TEXTE FOURNI:
Le président américain Joe Biden rencontre Kevin McCarthy, président de la Chambre des représentants, pour discuter du plafonnement de la dette, le 22 mai 2023. [AP Photo/ Keystone - Alex Brandon]
Comprendre le plafond de la dette américaine et pourquoi il nous concerne / Tout un monde / 11 min. / le 23 mai 2023
Depuis des semaines, la tension politique monte aux Etats-Unis autour du plafond de la dette, qui doit être augmenté d'urgence afin d'éviter un défaut de paiement. Et comme la dette américaine fait figure de référence boursière, une perte de sa fiabilité pourrait avoir des conséquences majeures au niveau mondial.

Pour fonctionner, la plupart des pays empruntent de l'argent et les Etats-Unis ne font pas exception. Ils en empruntent même toujours plus, si bien qu'ils se heurtent régulièrement au plafond d'endettement fixé par le Congrès (explications en encadré). Il faut alors négocier pour le relever.

C'est exactement ce qu'il se passe en ce moment: les Etats-Unis ont atteint ce plafond de 31'400 milliards de dollars en janvier 2023, et la Secrétaire au Trésor Janet Yellen a répété lundi que le pays atteindrait la limite de ses liquidités autour du 1er juin.

Or, les Etats-Unis empruntent quasiment chaque semaine et remboursent certains emprunts à court terme. "Si le Trésor arrive au bout de ses réserves de liquidités, ces emprunts à court terme ne pourraient pas être remboursés", explique Cédric Tille, professeur d’économie à l'IHEID de Genève, dans l'émission Tout un monde.

"Chantage" des républicains

Les Etats-Unis ne seraient donc plus en mesure de lever de nouveaux fonds, non à cause d'une perte de confiance des investisseurs, mais en raison de leurs propres règles et leurs blocages politiques.

[Extraits d'un jeu de données d'annotation par points]
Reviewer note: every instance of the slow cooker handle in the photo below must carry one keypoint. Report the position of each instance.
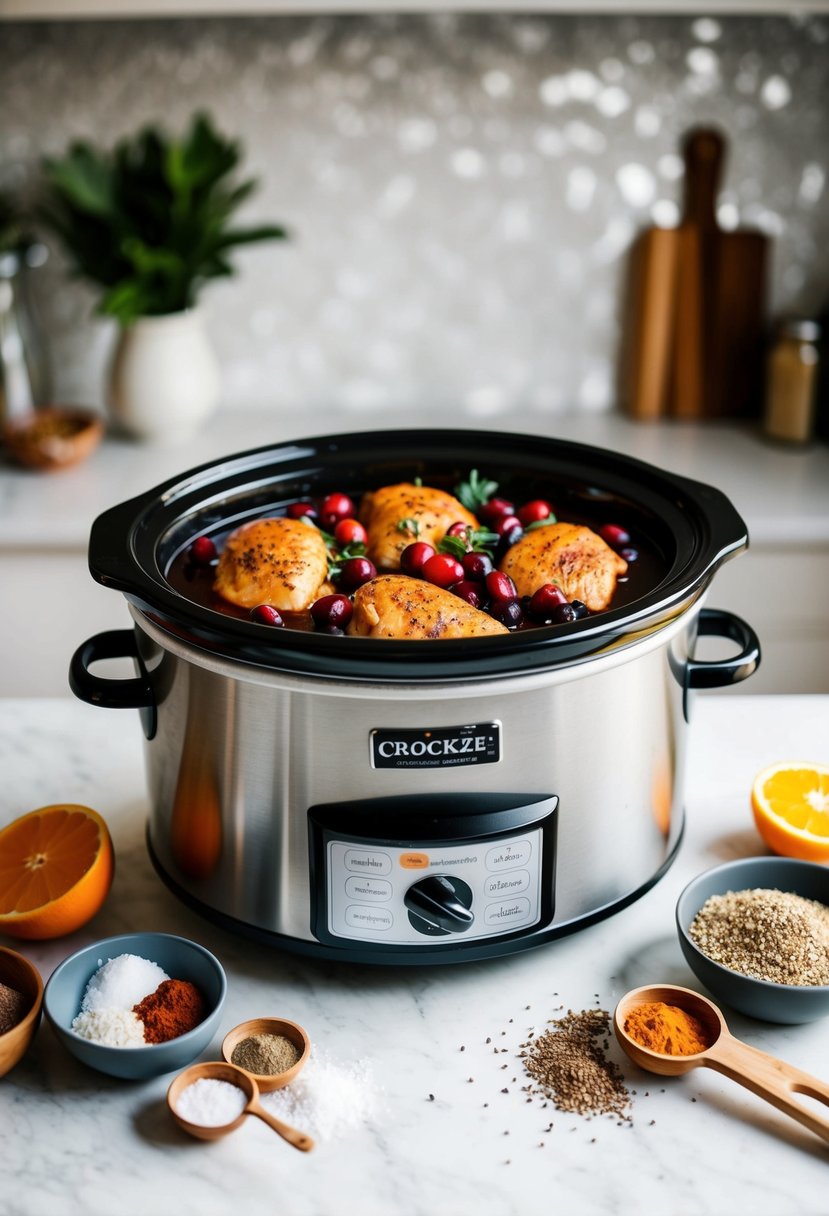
(136, 693)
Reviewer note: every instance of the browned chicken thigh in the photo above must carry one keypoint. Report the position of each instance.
(395, 606)
(430, 511)
(573, 556)
(277, 562)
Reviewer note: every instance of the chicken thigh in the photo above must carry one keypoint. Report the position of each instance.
(432, 513)
(395, 606)
(277, 562)
(573, 556)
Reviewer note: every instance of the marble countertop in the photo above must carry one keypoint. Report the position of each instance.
(78, 1142)
(782, 493)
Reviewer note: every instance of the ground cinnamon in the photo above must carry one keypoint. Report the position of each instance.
(666, 1029)
(174, 1008)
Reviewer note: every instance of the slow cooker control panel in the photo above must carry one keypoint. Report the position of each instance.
(461, 868)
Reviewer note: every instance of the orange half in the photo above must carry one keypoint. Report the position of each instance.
(56, 868)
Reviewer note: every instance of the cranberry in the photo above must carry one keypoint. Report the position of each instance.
(355, 572)
(501, 587)
(299, 510)
(443, 570)
(477, 566)
(472, 592)
(413, 556)
(266, 615)
(531, 512)
(202, 551)
(350, 532)
(545, 600)
(614, 535)
(336, 507)
(332, 611)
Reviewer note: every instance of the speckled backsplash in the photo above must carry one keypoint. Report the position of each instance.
(461, 191)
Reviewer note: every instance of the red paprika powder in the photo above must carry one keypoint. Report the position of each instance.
(174, 1008)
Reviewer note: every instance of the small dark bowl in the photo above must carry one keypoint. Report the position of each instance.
(785, 1003)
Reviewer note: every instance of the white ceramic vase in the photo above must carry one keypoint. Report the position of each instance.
(164, 377)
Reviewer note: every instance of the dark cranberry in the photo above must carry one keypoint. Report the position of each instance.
(350, 532)
(501, 587)
(355, 572)
(477, 566)
(443, 570)
(265, 615)
(202, 551)
(614, 535)
(299, 510)
(413, 556)
(508, 612)
(332, 611)
(472, 592)
(545, 600)
(531, 512)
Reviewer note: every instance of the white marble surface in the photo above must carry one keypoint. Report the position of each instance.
(77, 1142)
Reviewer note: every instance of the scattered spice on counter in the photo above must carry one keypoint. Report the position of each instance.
(570, 1065)
(210, 1103)
(265, 1054)
(174, 1008)
(13, 1007)
(766, 934)
(666, 1029)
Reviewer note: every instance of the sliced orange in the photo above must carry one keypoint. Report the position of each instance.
(56, 867)
(790, 804)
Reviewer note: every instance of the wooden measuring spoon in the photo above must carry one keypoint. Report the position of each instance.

TÂCHES À RÉALISER:
[1] Reproduisez fidèlement le passage du texte sur le plafond de la dette américaine qui commence par "Pour fonctionner, la" et se poursuit jusqu'à "Tout un monde.".
[2] Extrayez du listing toutes les lignes où figure la chaîne "white".
Le texte et le listing n'ont aucun rapport l'un avec l'autre.

RÉSULTATS ATTENDUS:
[1]
Pour fonctionner, la plupart des pays empruntent de l'argent et les Etats-Unis ne font pas exception. Ils en empruntent même toujours plus, si bien qu'ils se heurtent régulièrement au plafond d'endettement fixé par le Congrès (explications en encadré). Il faut alors négocier pour le relever.

C'est exactement ce qu'il se passe en ce moment: les Etats-Unis ont atteint ce plafond de 31'400 milliards de dollars en janvier 2023, et la Secrétaire au Trésor Janet Yellen a répété lundi que le pays atteindrait la limite de ses liquidités autour du 1er juin.

Or, les Etats-Unis empruntent quasiment chaque semaine et remboursent certains emprunts à court terme. "Si le Trésor arrive au bout de ses réserves de liquidités, ces emprunts à court terme ne pourraient pas être remboursés", explique Cédric Tille, professeur d’économie à l'IHEID de Genève, dans l'émission Tout un monde.

[2]
Reviewer note: every instance of the white ceramic vase in the photo above must carry one keypoint. Report the position of each instance.
Reviewer note: every instance of the white marble surface in the photo above must carry one keypoint. Report the position of each instance.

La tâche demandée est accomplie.